**EXERCISE A**
Reproduce a passage from the text on Koumba, beginning at the words that contain "As Congo-Brazzaville marked" and ending after "1979 Iranian Revolution.".
**EXERCISE B**
Continue the text about Koumba's career from the point where it ends.
**** SOURCE TEXT
As Congo-Brazzaville marked its 50th year of independence in 2010, Koumba said at the opening of the National Assembly's ninth ordinary session in mid-2010 that "after half a century of political sovereignty, we must now achieve economic sovereignty." In October 2010, Koumba visited Iran and met with Iranian President Mahmoud Ahmadinejad, saying that he hoped for greater cooperation between the two countries. He also visited the mausoleum of Ayatollah Ruhollah Khomeini and praised Khomeini for his leadership of the 1979 Iranian Revolution.

===Activities since 2012===
In the July-August 2012 parliamentary election, Koumba was re-elected to the National Assembly as the PCT candidate in Banda constituency; he won the seat in the first round, receiving 62.71% of the vote. When the National Assembly began meeting for its new parliamentary term, the deputies re-elected Koumba as President of the National Assembly on 5 September 2012. He was the only candidate for the post, receiving 135 votes from the 138 deputies who voted.

Alexandre-Ferdinand Nguendet, President of the National Transitional Council of the Central African Republic, met with Koumba on 5 June 2013 to receive Koumba's advice on managing the work of a transitional parliament, given that Koumba had headed Congo-Brazzaville's own transitional parliament from 1998 to 2002. On 2 December 2013, Koumba met with Claude Bartolone, the President of the National Assembly of France, in Paris. They discussed parliamentary cooperation as well as the unstable and violent situation in the Central African Republic. Central African Prime Minister André Nzapayéké met with Koumba in Brazzaville on 14 February 2014 to discuss the situation in his country and to express gratitude to the Congolese people for the role played by Congo-Brazzaville in the crisis.
********
**** MATERIAL PROVIDED
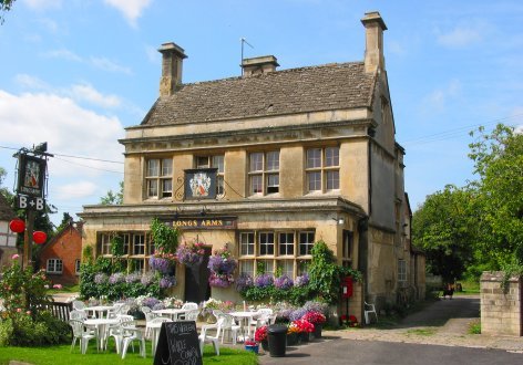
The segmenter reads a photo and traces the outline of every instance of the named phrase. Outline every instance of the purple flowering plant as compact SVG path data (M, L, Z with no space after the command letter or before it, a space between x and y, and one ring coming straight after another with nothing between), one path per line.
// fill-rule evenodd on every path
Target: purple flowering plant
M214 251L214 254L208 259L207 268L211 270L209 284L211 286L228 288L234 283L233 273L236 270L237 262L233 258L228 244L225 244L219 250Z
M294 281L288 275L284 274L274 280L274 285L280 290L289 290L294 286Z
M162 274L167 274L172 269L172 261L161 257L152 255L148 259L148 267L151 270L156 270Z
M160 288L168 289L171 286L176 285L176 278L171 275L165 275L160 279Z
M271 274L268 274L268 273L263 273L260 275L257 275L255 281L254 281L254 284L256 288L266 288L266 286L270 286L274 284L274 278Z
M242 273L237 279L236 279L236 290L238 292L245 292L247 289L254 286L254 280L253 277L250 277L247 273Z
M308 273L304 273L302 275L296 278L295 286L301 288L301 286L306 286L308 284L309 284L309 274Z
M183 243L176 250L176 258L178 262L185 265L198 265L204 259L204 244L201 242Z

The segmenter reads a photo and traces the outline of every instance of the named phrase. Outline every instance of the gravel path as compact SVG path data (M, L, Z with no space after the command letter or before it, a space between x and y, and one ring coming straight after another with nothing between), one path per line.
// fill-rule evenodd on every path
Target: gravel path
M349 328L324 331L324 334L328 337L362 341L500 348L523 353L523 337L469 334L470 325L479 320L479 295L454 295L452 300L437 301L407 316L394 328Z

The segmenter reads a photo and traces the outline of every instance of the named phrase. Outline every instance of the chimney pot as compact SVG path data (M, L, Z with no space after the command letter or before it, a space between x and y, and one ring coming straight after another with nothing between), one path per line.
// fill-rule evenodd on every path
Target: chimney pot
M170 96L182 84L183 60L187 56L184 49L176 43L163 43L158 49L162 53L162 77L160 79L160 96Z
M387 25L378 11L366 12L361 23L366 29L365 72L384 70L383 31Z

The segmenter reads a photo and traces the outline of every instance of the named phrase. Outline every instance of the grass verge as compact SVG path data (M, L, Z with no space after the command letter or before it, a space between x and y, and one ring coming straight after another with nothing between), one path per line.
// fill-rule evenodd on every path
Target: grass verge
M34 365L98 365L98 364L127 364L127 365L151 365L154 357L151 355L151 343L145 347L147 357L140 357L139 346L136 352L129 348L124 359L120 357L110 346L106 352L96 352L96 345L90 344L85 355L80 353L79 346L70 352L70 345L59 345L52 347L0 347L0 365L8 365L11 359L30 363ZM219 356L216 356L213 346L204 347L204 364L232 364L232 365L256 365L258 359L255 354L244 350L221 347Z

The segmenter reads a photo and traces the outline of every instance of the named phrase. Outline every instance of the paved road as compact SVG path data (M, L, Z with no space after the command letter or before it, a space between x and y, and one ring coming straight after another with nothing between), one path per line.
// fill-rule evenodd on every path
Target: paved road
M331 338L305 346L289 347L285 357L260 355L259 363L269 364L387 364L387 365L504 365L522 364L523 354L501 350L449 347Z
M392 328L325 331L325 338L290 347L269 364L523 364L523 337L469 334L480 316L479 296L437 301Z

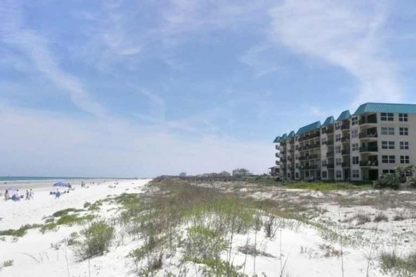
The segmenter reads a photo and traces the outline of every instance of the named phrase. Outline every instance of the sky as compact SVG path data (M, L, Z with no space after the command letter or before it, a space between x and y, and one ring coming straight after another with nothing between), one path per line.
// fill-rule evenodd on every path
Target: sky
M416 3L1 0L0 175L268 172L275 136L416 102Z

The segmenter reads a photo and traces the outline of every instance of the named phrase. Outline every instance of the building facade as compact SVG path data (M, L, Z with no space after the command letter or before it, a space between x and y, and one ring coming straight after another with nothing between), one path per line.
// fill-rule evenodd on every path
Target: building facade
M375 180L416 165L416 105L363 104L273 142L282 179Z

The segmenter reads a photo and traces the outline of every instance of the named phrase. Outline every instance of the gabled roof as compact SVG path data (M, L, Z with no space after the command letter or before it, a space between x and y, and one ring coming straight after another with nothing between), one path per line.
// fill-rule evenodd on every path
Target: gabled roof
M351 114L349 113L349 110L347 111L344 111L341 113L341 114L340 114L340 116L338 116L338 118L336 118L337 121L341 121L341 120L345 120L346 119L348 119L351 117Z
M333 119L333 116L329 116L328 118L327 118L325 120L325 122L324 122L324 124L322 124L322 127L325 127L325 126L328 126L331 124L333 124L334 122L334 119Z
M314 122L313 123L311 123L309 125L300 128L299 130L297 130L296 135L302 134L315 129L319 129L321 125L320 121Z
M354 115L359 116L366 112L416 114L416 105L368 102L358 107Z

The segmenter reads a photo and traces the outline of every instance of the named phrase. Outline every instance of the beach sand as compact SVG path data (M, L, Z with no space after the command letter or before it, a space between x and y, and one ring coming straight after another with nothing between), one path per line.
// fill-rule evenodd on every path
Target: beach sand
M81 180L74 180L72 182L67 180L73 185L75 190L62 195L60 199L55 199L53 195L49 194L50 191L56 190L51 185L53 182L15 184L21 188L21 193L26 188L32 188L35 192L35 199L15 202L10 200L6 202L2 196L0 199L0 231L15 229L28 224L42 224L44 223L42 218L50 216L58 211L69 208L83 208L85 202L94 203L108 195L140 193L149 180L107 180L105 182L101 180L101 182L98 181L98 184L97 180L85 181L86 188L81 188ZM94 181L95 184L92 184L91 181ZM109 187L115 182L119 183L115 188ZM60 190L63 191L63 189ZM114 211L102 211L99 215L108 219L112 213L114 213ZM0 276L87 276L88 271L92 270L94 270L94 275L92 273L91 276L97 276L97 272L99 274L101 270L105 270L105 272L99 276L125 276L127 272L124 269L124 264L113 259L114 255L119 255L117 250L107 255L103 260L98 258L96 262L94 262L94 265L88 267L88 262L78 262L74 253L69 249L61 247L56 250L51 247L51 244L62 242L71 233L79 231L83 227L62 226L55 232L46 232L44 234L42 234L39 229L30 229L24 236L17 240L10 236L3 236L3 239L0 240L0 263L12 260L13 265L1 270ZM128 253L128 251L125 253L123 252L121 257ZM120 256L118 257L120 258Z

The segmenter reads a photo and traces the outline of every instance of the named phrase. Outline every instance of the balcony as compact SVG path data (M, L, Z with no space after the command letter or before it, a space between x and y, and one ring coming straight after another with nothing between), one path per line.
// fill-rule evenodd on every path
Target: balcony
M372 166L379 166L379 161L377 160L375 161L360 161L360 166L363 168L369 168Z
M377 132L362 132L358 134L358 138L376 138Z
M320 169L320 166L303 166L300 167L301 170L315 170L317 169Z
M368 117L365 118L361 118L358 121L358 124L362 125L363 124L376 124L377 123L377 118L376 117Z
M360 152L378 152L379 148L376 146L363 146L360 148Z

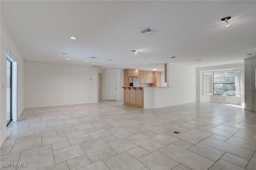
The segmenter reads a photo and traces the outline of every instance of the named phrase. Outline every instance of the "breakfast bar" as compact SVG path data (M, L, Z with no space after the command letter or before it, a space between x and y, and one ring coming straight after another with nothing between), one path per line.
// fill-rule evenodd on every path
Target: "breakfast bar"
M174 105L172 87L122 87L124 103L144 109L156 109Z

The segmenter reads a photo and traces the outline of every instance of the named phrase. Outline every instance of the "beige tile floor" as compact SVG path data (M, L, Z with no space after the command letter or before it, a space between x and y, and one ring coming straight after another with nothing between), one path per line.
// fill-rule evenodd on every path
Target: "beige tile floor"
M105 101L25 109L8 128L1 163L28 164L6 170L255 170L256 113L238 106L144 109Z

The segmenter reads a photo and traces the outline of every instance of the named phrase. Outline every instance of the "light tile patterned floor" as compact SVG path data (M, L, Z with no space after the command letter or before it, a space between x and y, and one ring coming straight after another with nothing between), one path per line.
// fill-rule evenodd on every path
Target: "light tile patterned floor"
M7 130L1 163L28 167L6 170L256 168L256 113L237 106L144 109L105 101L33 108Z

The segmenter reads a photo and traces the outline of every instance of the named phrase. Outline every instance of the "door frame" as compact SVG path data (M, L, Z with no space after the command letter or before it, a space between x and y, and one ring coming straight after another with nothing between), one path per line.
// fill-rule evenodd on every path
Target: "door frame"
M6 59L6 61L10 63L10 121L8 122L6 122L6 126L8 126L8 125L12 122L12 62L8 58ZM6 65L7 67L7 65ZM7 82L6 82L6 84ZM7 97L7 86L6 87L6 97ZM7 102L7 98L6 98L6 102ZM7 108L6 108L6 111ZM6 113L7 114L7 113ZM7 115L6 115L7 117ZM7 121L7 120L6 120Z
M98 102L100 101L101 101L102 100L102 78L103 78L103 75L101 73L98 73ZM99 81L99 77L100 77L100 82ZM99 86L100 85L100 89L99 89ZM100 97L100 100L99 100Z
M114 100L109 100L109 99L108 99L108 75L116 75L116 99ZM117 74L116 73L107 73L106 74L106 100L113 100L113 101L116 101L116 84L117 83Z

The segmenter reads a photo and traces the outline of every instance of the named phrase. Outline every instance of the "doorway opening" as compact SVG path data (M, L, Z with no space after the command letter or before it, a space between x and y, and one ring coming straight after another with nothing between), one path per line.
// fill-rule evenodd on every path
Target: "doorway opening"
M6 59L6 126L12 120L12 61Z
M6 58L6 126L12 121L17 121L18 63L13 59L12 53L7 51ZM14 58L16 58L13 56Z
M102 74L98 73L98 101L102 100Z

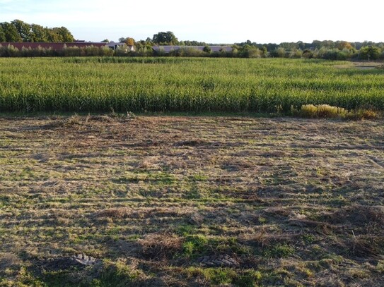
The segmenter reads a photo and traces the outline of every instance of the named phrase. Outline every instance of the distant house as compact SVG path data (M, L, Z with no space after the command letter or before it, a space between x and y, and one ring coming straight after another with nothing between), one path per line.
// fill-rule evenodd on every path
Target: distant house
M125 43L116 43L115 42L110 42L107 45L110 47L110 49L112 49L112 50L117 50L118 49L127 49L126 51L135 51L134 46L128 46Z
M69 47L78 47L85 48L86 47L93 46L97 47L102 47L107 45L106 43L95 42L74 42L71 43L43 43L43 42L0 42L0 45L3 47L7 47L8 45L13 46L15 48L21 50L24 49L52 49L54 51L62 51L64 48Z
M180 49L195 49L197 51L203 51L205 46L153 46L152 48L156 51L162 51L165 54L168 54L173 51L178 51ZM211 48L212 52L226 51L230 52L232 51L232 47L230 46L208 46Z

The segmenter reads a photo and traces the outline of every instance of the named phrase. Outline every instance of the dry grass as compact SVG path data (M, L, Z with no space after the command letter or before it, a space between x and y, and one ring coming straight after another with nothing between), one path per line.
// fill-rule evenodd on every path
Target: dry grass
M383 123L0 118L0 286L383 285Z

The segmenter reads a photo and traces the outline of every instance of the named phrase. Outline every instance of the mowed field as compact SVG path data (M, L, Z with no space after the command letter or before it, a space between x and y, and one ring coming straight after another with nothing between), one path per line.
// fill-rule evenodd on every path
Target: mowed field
********
**WRITTEN RESPONSE A**
As Congo-Brazzaville marked its 50th year of independence in 2010, Koumba said at the opening of the National Assembly's ninth ordinary session in mid-2010 that "after half a century of political sovereignty, we must now achieve economic sovereignty." In October 2010, Koumba visited Iran and met with Iranian President Mahmoud Ahmadinejad, saying that he hoped for greater cooperation between the two countries. He also visited the mausoleum of Ayatollah Ruhollah Khomeini and praised Khomeini for his leadership of the 1979 Iranian Revolution.

**WRITTEN RESPONSE B**
During a visit by Sassou Nguesso to Niari in March 2014, Koumba, together with Pierre Mabiala, urged the President to embrace a proposal to change the constitution so that he could stand for another presidential term in 2016. Soon afterward, on 6 April 2014, an organization intended to mobilize support for the proposal, the Citizen Front for Changing the Constitution, was established with Koumba as its President. Koumba said that the new organization's goal was to mobilize popular support for the proposal to get the government to act on it. Contrary to the widespread perception that Sassou Nguesso was ultimately behind the initiative, Koumba stressed that they were not acting according to Sassou Nguesso's instructions.

In late April 2014, Koumba called on deputies to reflect on state institutions and suggested that those institutions might no longer be ideally suited to the country's situation. He said that he was "confident that we will, in sincerity and harmony, find solutions compatible with the requirements of the evolution of our society". Koumba opened an African regional meeting of the Parliamentary Assembly of the Francophonie that was held in Brazzaville on 26-28 May 2014. He said on the occasion that "the role of parliamentarians is crucial to governance in Africa, because we have the power to legislate. The people who elected us based their hopes on our capacity for involvement and adaptation in different situations."

In the July 2017 parliamentary election, he was re-elected to the National Assembly as the PCT candidate in Banda, winning the seat in the first round with 99% of the vote. When the National Assembly began meeting for the new parliamentary term on 19 August 2017, Isidore Mvouba was elected to succeed Koumba as President of the National Assembly.